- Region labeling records
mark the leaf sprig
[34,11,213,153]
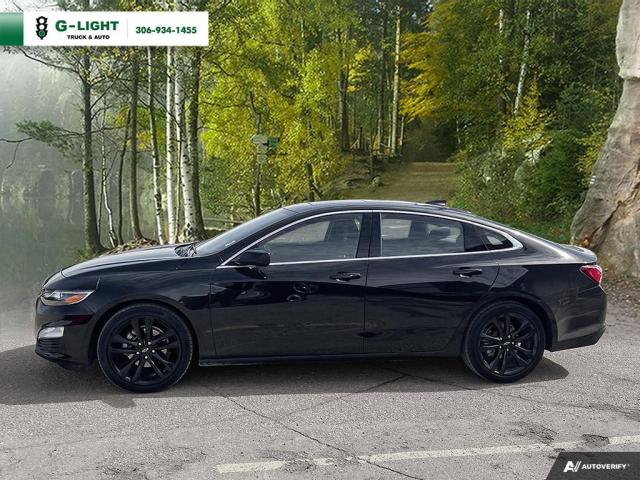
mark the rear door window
[380,213,465,257]
[259,213,363,263]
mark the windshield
[197,208,292,255]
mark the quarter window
[480,229,513,250]
[380,213,465,257]
[259,213,362,263]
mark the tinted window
[197,208,292,255]
[260,213,362,263]
[480,229,513,250]
[380,213,465,257]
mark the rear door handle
[329,272,361,282]
[453,267,482,278]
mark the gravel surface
[0,280,640,480]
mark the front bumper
[549,286,607,352]
[34,298,94,367]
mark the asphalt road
[0,302,640,480]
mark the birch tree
[571,0,640,277]
[165,47,178,243]
[129,52,142,240]
[513,8,531,113]
[389,5,400,157]
[147,47,165,244]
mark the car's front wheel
[462,302,545,383]
[97,304,193,393]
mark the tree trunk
[513,9,531,113]
[175,52,198,241]
[129,56,142,240]
[249,91,262,217]
[100,110,118,248]
[305,162,316,202]
[338,69,350,152]
[389,5,400,157]
[166,47,178,243]
[80,51,104,255]
[497,5,507,115]
[118,110,131,244]
[147,47,165,245]
[187,48,205,240]
[571,0,640,277]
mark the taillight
[580,265,602,285]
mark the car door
[211,211,371,357]
[365,212,498,353]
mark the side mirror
[235,248,271,267]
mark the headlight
[40,290,93,306]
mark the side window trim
[216,206,524,268]
[216,210,371,268]
[369,210,524,260]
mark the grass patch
[341,162,458,202]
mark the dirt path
[344,162,458,202]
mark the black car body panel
[36,200,606,366]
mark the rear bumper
[549,286,607,352]
[551,325,605,352]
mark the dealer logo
[36,17,47,40]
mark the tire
[462,302,545,383]
[97,303,193,393]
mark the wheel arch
[461,292,558,350]
[89,298,199,362]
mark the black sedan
[36,200,606,392]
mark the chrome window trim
[216,209,524,268]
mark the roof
[285,200,476,218]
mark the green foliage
[16,120,80,157]
[403,0,620,235]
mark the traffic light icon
[36,17,47,40]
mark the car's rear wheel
[97,304,193,393]
[462,302,545,383]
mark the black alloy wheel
[462,302,545,382]
[98,304,193,392]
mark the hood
[60,245,182,277]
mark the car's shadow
[0,346,568,408]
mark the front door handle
[453,267,482,278]
[329,272,361,282]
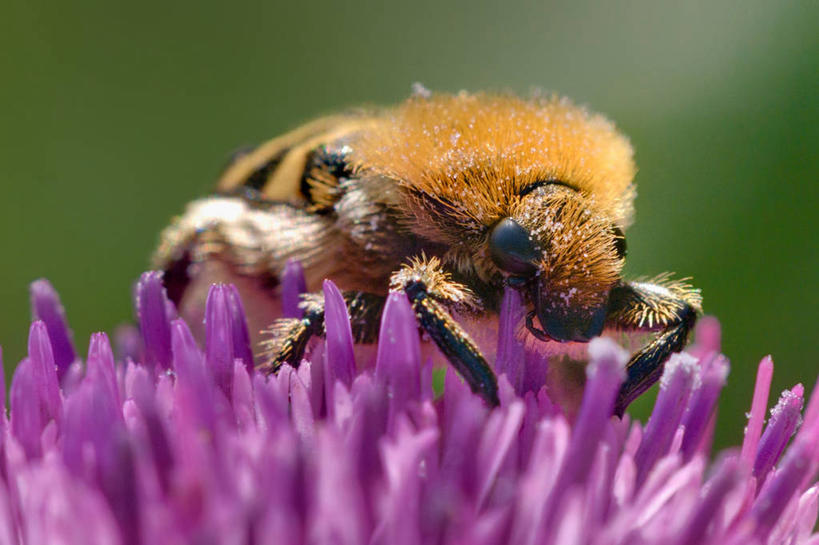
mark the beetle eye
[611,227,626,259]
[489,218,540,275]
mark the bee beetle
[154,93,701,413]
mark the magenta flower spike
[205,284,236,399]
[680,350,730,462]
[28,320,62,422]
[552,338,628,503]
[324,280,355,394]
[753,384,804,487]
[281,259,307,318]
[375,293,421,420]
[136,271,171,369]
[85,333,122,406]
[634,354,701,485]
[0,265,819,545]
[227,284,254,371]
[29,279,77,379]
[9,358,47,458]
[740,356,773,469]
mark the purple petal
[85,333,122,406]
[634,353,700,486]
[28,320,62,422]
[688,316,722,358]
[232,358,256,430]
[372,426,438,545]
[750,437,817,539]
[171,319,221,430]
[681,356,730,462]
[552,337,629,501]
[375,292,421,420]
[740,356,773,468]
[114,325,143,361]
[753,384,804,487]
[136,271,171,369]
[0,346,6,416]
[9,358,47,458]
[205,284,233,399]
[324,280,355,394]
[227,284,254,372]
[679,456,742,545]
[281,259,307,318]
[475,401,524,508]
[495,288,525,395]
[130,366,173,491]
[29,279,77,379]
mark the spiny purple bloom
[0,278,819,545]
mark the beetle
[154,93,701,413]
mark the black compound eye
[489,218,540,275]
[611,227,626,259]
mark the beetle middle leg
[606,276,702,416]
[390,257,500,406]
[261,291,386,372]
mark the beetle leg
[390,257,500,406]
[606,275,702,416]
[260,291,386,372]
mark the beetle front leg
[390,257,500,407]
[606,276,702,416]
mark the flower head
[0,276,819,545]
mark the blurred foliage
[0,0,819,444]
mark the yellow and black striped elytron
[155,93,700,411]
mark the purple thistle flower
[0,274,819,545]
[30,279,77,378]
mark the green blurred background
[0,0,819,445]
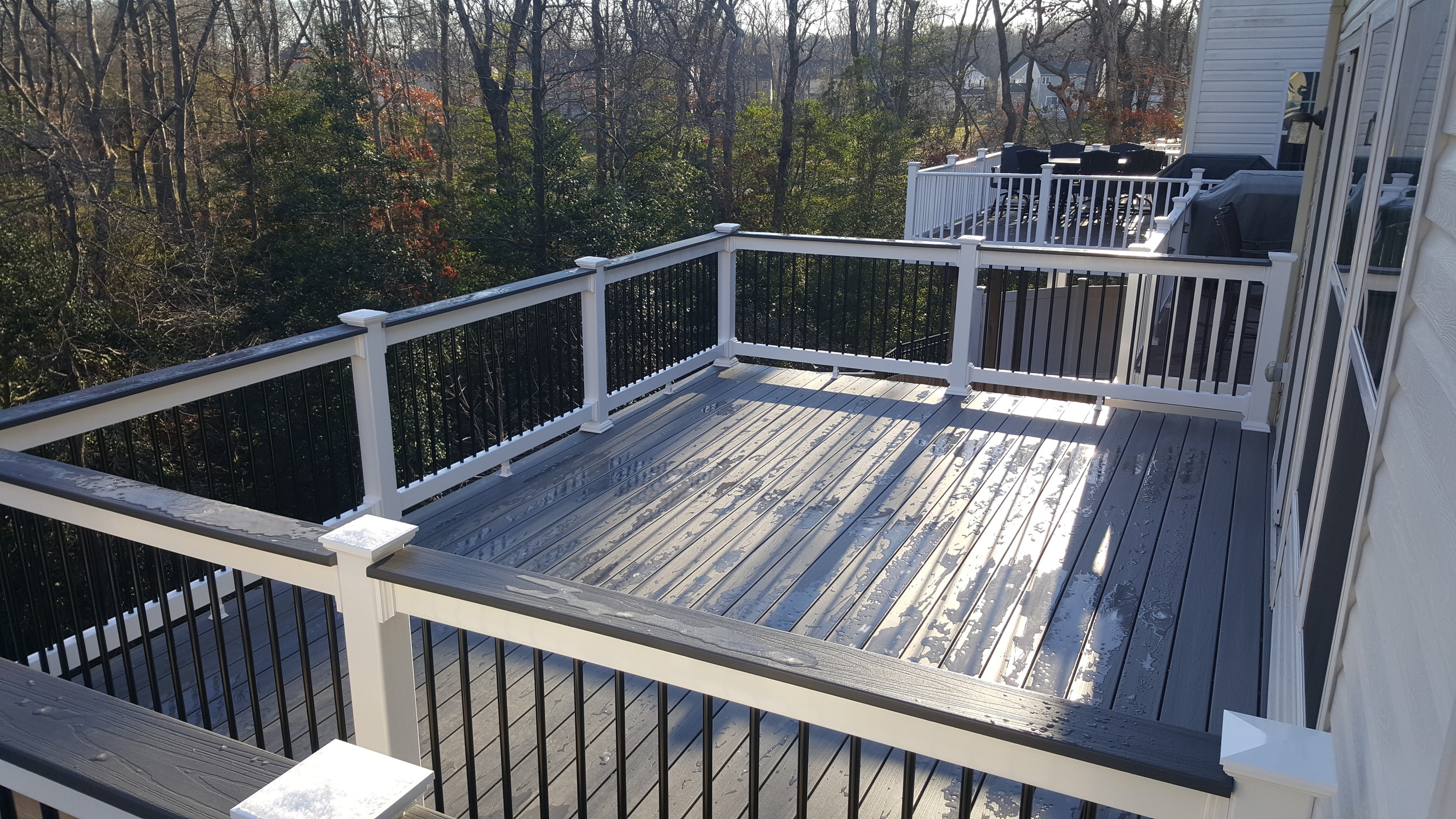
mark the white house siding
[1328,50,1456,819]
[1184,0,1330,163]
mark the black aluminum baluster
[323,595,349,740]
[955,768,976,819]
[704,694,713,819]
[51,520,96,688]
[1021,784,1037,819]
[147,546,186,723]
[264,577,293,759]
[422,619,443,813]
[233,569,267,750]
[0,775,20,819]
[456,628,480,819]
[495,637,515,819]
[293,586,319,750]
[657,682,672,819]
[532,648,550,819]
[794,720,810,819]
[31,514,73,679]
[748,708,763,819]
[900,750,914,819]
[612,672,628,819]
[0,507,26,664]
[203,563,241,739]
[126,543,162,714]
[571,660,587,819]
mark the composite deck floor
[43,364,1268,819]
[411,364,1268,730]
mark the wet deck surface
[45,366,1268,819]
[411,364,1268,730]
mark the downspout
[1275,0,1350,428]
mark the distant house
[966,57,1092,117]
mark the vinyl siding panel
[1184,0,1330,163]
[1330,52,1456,819]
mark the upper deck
[407,364,1268,730]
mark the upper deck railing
[904,149,1219,250]
[0,226,1318,819]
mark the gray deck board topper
[370,546,1234,796]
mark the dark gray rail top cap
[369,546,1234,796]
[0,449,338,566]
[0,323,366,430]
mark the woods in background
[0,0,1197,407]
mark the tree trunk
[529,0,549,273]
[773,0,805,233]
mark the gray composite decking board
[1158,421,1243,730]
[1112,418,1217,718]
[503,376,885,584]
[1024,412,1164,697]
[780,396,1040,637]
[0,652,288,819]
[614,379,909,605]
[1068,417,1191,705]
[421,373,821,557]
[981,410,1142,686]
[687,382,945,618]
[719,387,981,628]
[408,364,776,542]
[1208,432,1270,727]
[416,362,808,552]
[861,402,1101,673]
[637,383,928,610]
[547,379,903,596]
[922,402,1118,679]
[454,368,842,566]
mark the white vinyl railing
[904,154,1217,249]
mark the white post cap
[1219,711,1337,796]
[319,514,419,563]
[340,310,389,326]
[232,739,434,819]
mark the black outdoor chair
[1016,147,1051,174]
[1213,203,1268,258]
[1047,143,1088,159]
[1121,147,1168,176]
[1080,150,1123,176]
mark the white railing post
[340,310,405,520]
[577,256,612,433]
[945,236,986,395]
[1037,163,1057,245]
[713,221,740,367]
[906,162,920,239]
[319,514,419,765]
[1239,253,1299,433]
[1219,711,1337,819]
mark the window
[1278,72,1319,171]
[1356,0,1450,386]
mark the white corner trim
[1219,711,1338,797]
[232,739,433,819]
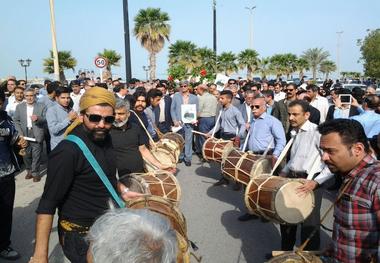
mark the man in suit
[157,83,173,133]
[171,81,199,166]
[14,88,46,182]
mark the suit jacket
[170,92,199,121]
[14,102,46,143]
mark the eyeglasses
[85,113,115,124]
[251,105,261,110]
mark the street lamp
[143,66,150,81]
[245,6,256,49]
[18,58,32,83]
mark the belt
[288,170,307,178]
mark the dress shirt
[273,91,286,101]
[198,92,218,118]
[333,155,380,263]
[70,92,82,113]
[209,104,245,137]
[248,112,286,157]
[26,104,34,129]
[310,95,329,123]
[350,110,380,138]
[283,120,333,184]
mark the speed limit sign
[95,57,108,68]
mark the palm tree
[301,48,330,80]
[217,52,238,76]
[133,7,170,80]
[296,57,309,80]
[197,47,216,73]
[43,50,77,81]
[319,60,336,80]
[237,49,259,79]
[258,57,272,79]
[169,40,200,73]
[98,49,121,72]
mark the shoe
[25,172,33,180]
[33,175,41,183]
[0,247,20,260]
[214,177,230,186]
[232,182,241,191]
[238,213,259,222]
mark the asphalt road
[0,155,333,263]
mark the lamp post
[245,6,256,49]
[336,31,343,79]
[143,66,150,81]
[18,58,32,83]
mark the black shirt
[111,122,148,177]
[37,125,117,226]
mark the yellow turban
[65,87,116,136]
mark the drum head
[274,180,314,224]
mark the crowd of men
[0,77,380,262]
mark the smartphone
[339,94,352,104]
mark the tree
[358,28,380,79]
[258,57,272,79]
[43,50,77,81]
[217,52,238,76]
[98,49,121,72]
[296,57,309,80]
[169,40,200,74]
[133,7,170,80]
[301,48,330,80]
[319,60,336,80]
[237,49,260,79]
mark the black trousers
[0,174,16,250]
[58,224,89,263]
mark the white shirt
[273,91,286,101]
[70,92,82,113]
[310,95,329,123]
[282,120,333,184]
[26,104,34,128]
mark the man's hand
[69,111,78,121]
[296,179,318,197]
[17,136,28,149]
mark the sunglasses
[251,105,261,110]
[85,113,115,124]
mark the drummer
[207,90,245,190]
[280,100,333,251]
[238,94,286,222]
[110,99,175,175]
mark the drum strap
[66,134,125,208]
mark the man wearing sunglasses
[30,87,141,263]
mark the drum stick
[191,130,209,137]
[211,110,223,138]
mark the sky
[0,0,380,82]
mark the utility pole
[245,6,256,49]
[123,0,132,83]
[336,31,343,79]
[49,0,60,81]
[212,0,216,54]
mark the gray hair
[115,98,131,111]
[87,209,178,263]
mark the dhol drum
[119,170,181,204]
[244,174,314,224]
[202,138,234,163]
[221,148,272,185]
[267,251,322,263]
[144,143,177,172]
[127,196,190,263]
[162,132,185,152]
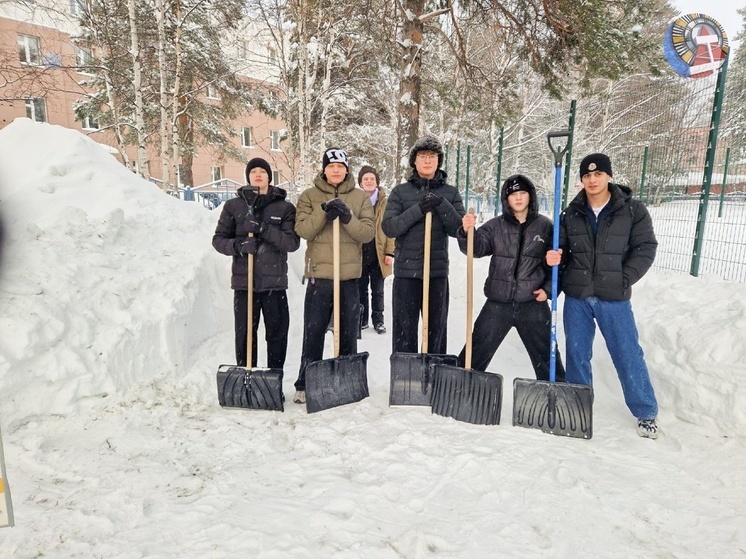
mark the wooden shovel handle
[422,212,433,353]
[246,233,254,369]
[332,217,340,359]
[464,208,476,369]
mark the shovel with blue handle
[513,131,593,439]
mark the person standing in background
[357,165,394,334]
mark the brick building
[0,0,293,196]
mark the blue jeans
[564,296,658,419]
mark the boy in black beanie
[381,136,465,354]
[458,175,565,382]
[212,157,300,369]
[547,153,658,439]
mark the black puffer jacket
[381,171,464,279]
[458,181,552,303]
[212,186,300,291]
[560,183,658,301]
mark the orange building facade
[0,7,294,197]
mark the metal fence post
[494,128,505,217]
[718,148,730,217]
[562,99,577,208]
[456,140,461,194]
[640,146,648,201]
[689,58,728,277]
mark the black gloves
[246,215,262,235]
[234,237,261,256]
[420,192,443,214]
[321,198,352,224]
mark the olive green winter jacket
[295,173,376,281]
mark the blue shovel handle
[547,130,570,382]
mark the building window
[26,97,47,122]
[75,47,93,74]
[83,116,101,130]
[70,0,84,16]
[269,130,280,151]
[17,35,41,65]
[241,126,254,148]
[238,39,249,60]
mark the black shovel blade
[389,353,458,406]
[217,365,285,411]
[430,365,503,425]
[513,378,593,439]
[306,351,369,413]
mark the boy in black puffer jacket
[458,175,565,382]
[212,157,300,369]
[547,153,658,439]
[381,136,464,354]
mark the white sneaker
[637,419,658,439]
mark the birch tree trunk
[157,0,173,188]
[169,0,185,186]
[396,0,425,178]
[127,0,150,179]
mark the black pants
[459,301,565,382]
[392,277,448,354]
[358,258,383,326]
[233,290,290,369]
[295,279,360,390]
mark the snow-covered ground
[0,119,746,559]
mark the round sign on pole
[663,14,730,78]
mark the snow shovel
[389,212,458,406]
[306,217,369,413]
[513,131,593,439]
[430,209,503,425]
[217,226,285,411]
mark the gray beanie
[409,136,443,169]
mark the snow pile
[0,119,228,428]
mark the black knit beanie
[321,148,350,171]
[246,157,272,184]
[357,165,380,186]
[580,153,612,179]
[503,175,536,196]
[409,136,443,169]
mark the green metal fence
[438,63,746,282]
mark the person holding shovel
[357,165,394,334]
[293,147,376,404]
[381,136,465,354]
[546,153,658,439]
[212,157,300,369]
[458,175,565,382]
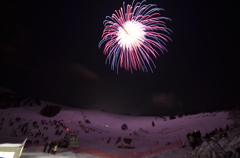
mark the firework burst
[99,0,171,72]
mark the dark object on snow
[40,105,61,117]
[123,138,132,145]
[43,142,48,152]
[152,121,155,127]
[169,115,176,120]
[85,120,91,124]
[48,141,55,153]
[121,124,128,131]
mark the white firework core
[117,20,146,50]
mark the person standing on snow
[52,143,58,155]
[43,141,48,153]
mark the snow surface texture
[0,101,240,158]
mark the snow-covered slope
[0,101,239,158]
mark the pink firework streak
[99,0,171,72]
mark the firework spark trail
[99,0,171,72]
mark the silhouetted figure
[52,144,58,155]
[48,141,54,153]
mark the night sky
[0,0,240,115]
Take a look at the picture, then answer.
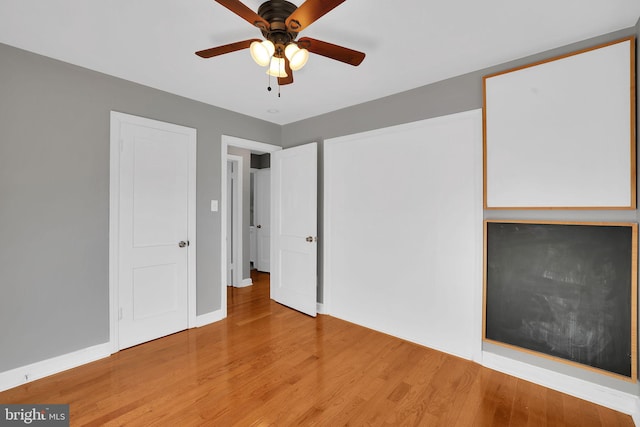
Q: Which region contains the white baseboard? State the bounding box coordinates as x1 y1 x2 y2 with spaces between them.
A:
482 351 640 425
0 342 111 391
196 310 225 328
316 302 329 314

- Objective
Please pick out each line in the items above that contains the word "blue", and copy every one of them.

- Correct output
mark the shovel with blue handle
mark the blue jeans
mark the blue shovel handle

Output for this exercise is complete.